▼

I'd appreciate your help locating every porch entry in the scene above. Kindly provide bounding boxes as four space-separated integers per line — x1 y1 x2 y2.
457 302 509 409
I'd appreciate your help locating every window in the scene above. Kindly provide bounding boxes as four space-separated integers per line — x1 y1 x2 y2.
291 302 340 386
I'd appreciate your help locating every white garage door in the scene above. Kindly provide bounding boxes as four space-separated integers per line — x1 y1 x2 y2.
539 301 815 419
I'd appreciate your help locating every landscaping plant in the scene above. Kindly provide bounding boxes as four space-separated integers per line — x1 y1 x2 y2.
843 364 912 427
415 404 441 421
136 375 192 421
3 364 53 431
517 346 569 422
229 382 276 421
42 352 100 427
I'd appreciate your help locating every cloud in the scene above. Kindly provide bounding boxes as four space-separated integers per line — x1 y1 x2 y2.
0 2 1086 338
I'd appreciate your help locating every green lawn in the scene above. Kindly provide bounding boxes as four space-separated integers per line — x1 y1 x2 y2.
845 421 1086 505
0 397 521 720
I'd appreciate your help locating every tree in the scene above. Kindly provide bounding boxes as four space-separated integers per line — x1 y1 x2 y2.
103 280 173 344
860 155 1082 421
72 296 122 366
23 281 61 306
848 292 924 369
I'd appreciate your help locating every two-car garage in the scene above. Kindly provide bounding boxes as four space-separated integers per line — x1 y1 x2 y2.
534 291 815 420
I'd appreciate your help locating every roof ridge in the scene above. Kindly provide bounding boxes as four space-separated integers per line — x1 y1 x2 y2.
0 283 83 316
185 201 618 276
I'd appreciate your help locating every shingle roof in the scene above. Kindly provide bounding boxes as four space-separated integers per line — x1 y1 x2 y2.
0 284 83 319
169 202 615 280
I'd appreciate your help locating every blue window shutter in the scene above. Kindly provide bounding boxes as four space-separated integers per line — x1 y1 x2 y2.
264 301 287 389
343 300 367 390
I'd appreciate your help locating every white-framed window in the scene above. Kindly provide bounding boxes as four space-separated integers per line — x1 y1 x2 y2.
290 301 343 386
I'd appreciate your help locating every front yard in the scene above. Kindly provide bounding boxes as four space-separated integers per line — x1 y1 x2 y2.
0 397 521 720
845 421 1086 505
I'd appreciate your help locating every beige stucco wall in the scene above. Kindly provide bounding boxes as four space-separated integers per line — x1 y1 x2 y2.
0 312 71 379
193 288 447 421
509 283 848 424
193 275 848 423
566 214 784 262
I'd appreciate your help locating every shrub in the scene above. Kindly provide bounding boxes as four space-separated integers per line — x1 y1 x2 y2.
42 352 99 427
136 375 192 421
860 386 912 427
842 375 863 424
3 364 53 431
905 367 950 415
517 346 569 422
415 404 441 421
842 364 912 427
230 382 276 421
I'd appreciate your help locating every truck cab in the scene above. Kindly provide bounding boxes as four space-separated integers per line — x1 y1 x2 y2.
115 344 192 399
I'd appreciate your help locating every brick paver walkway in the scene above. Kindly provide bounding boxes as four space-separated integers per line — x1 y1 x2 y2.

▲

How many lines in the records above contain the word "roof", with case counting? Reply with the number alone.

2